- **Textauszug**:

────────────────────────────────────────

Ãœber die Beziehung zwischen matriarchalischen Kulten und dem Jahwe- Kult sagte die selbe Autorin:

„ Etwa zwei Drittel der vor- exilischen Zeit des Volkes Israels existierten Göttin- und Jahwekult nebeneinander in einer mehr oder weniger gespannten Beziehung, bis die Anhänger des Jahwe- Kultes, ab 500 v. Chr., endgültig Monopolansprüche erhoben, den Göttinnenkult verboten, und ihre Anhänger und Anhängerinnen umbrachten (Quellenangabe: Marga Mohnheim- Geffert, „Die Erlösung der großen Mutter“, in „Schlangenbrut“ Nr.4, Februar 1984; auch Urs Winter, „Frau und Göttin“, Göttingen 1983). Matriarchale Weisheit, Rituale und Symbole (...) wurden um des um seine Einzigartigkeit kämpfenden Jahwes willen entweder abgewertet, nicht mehr zur Kenntnis genommen oder einverleibt“(a.a.O. S.51f).

Dies beiden Zitate zeigen zweierlei Dinge auf. Zum einen, das die Gewalt immer vom Patriarchat ausging, das niemand anderes neben sich duldete, und zum anderen diese Kulte der Göttin versuchte, auf allen Arten zu bekämpfen.
Die Auswirkungen ihrer Handlungen erleben wir auch noch in der heutigen Zeit in allen monotheistischen Religionen, wo alles, was als „weiblich“ gilt, per se als „weniger wert“ gilt; auf jeden Fall als weniger wert, als das, was (an Unsinn) oft von Männern kommt!
Und das, was Männer nicht abwerten oder verdrängen konnten, wurde von ihnen „übernommen“ und als ihre „eigene Erfindung“ ausgegeben, wie es Briffault in seinem Werk „The Mothers“ aus dem Jahre 1963 auf der Seite 208 so zutreffend beschrieb:

„ Als die Frau mit ihrem Fleiß und ihrem Erfindungsgeist schließlich den Mann befähigt hatte, in Sicherheit in einer von der Frau beherrschten Kultur zu leben, machte er es sich zur Gewohnheit, ihre Ideen zu übernehmen (...).“

Und das geschieht bis heute in Religion, Kultur, Wirtschaft, bei Erfindungen und in der Politik.

────────────────────────────────────────

- **Material**:
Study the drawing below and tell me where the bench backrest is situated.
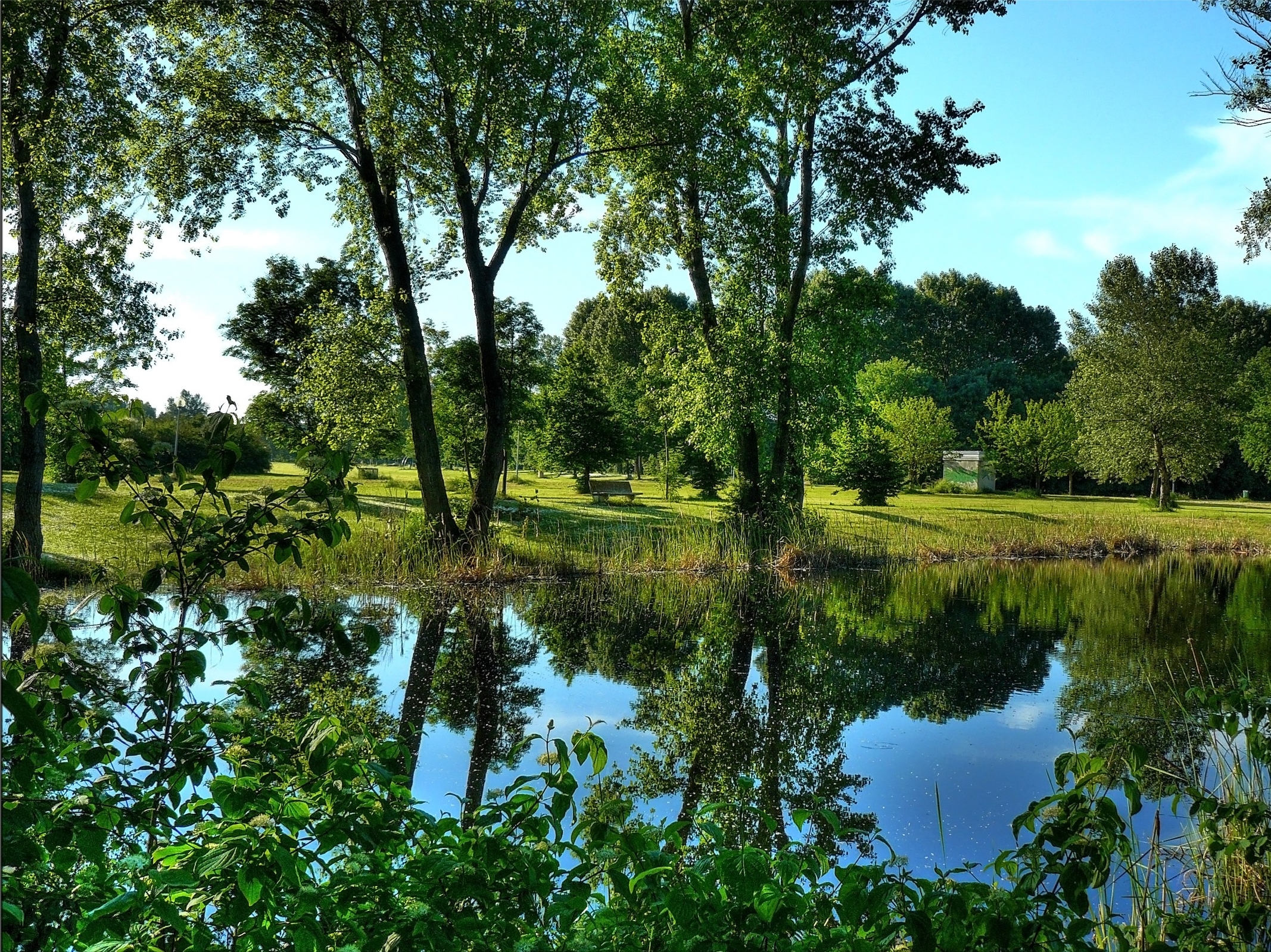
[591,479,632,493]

────────────────────────────────────────

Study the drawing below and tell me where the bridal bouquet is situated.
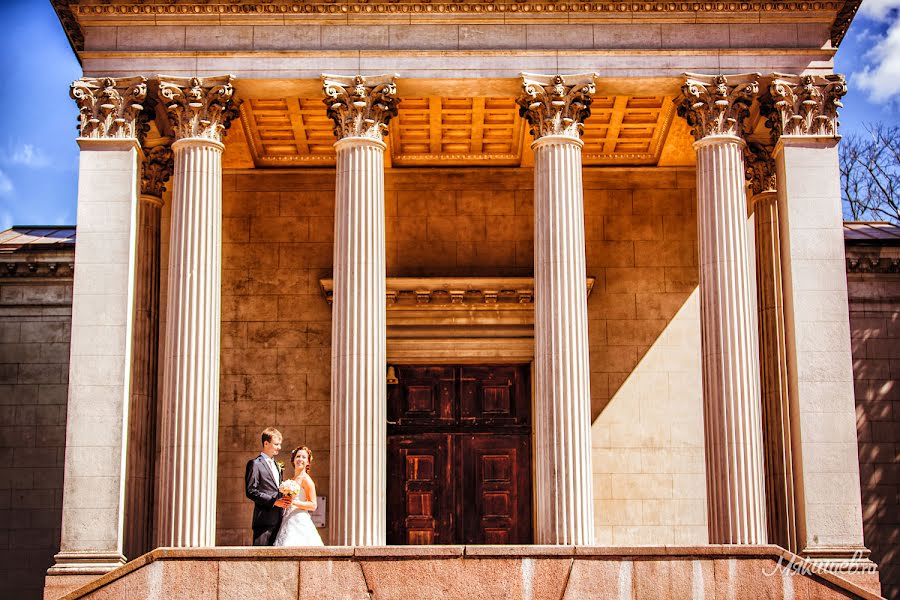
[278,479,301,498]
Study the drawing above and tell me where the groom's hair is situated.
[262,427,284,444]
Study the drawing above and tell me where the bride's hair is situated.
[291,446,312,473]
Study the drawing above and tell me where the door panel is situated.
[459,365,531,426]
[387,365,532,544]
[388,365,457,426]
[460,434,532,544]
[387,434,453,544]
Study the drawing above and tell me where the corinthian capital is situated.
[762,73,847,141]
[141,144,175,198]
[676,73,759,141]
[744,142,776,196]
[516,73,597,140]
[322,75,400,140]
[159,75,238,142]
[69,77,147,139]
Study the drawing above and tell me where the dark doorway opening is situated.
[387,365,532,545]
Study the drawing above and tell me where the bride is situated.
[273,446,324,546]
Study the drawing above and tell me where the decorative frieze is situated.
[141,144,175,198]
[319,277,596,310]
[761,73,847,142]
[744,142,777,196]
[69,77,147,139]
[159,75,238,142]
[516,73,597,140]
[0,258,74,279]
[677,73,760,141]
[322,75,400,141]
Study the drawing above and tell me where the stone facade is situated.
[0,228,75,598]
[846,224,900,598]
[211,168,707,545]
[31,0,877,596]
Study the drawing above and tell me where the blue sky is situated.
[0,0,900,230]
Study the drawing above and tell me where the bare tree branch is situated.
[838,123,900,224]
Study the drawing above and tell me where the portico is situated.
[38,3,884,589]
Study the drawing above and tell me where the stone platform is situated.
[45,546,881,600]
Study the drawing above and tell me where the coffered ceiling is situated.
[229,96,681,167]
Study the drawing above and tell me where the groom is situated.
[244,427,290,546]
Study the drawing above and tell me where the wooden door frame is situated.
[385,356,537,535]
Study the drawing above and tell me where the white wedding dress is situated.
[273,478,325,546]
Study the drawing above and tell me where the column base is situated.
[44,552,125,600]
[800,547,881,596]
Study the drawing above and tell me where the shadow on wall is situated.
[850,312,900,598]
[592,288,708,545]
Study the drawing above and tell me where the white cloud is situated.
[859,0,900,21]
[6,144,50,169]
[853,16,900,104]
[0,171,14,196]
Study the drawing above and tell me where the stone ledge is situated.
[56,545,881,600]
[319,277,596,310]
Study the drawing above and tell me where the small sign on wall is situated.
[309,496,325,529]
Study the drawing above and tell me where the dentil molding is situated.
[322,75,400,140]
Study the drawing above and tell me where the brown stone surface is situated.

────────────────────────────────────────

- **Aufgaben**:
A - Gib den Teil aus dem Text über den Göttinnenkult Wort für Wort wieder, der mit den Worten „Die Auswirkungen ihrer“ anfängt und mit „von Männern kommt!“ aufhört.
B - Setze den Text über den Göttinnenkult nach seinem letzten Satz fort.
Die Datensätze braucht man hier nicht.

- **Lösungen**:
A -
Die Auswirkungen ihrer Handlungen erleben wir auch noch in der heutigen Zeit in allen monotheistischen Religionen, wo alles, was als „weiblich“ gilt, per se als „weniger wert“ gilt; auf jeden Fall als weniger wert, als das, was (an Unsinn) oft von Männern kommt!

B -
Die „Mutter Gottes“ ist beispielsweise die Göttin, die „herübergerettet“ wurde, weil die Kirchenführer wussten, das sie langlebige Glaubensvorstellungen nicht so einfach ausmerzen konnten. Aber sie hat kaum etwas mit der Göttin zu tun; da die „Mutter Gottes“ im Patriarchat herangezogen wird, um Frauen auf ihre Rolle als „Ehefrau und Mutter“ festzusetzen, deren einzigstes „Reich“ der Haushalt war, über das sie noch nicht einmal selbst bestimmen konnte, sondern erst ihren „Herrn und Meister“ (ironisch gemeint) fragen musste!
Wer erfand das Bier? Es waren Frauen aus dem heutigen Irak, aber Mönche (also Männer) gelten in der Geschichte als „Erfinder“.
Wer machte die ersten Operationen an Gehirnen und am Auge? Arabische Frauen, aber Männer gelten bis heute als deren „Erfinder“.
Wer waren die ersten Gynäkologinnen? Frauen! Und wer wurde verdrängt, ihr Wissen gestohlen, und von Männern als „ihr eigenes Wissen“ ausgegeben, und am Ende jahrhundertelang daran gehindert, sowohl Ärztin als auch Hebamme zu werden? Genau, es waren Frauen, denen das von Männern angetan wurde!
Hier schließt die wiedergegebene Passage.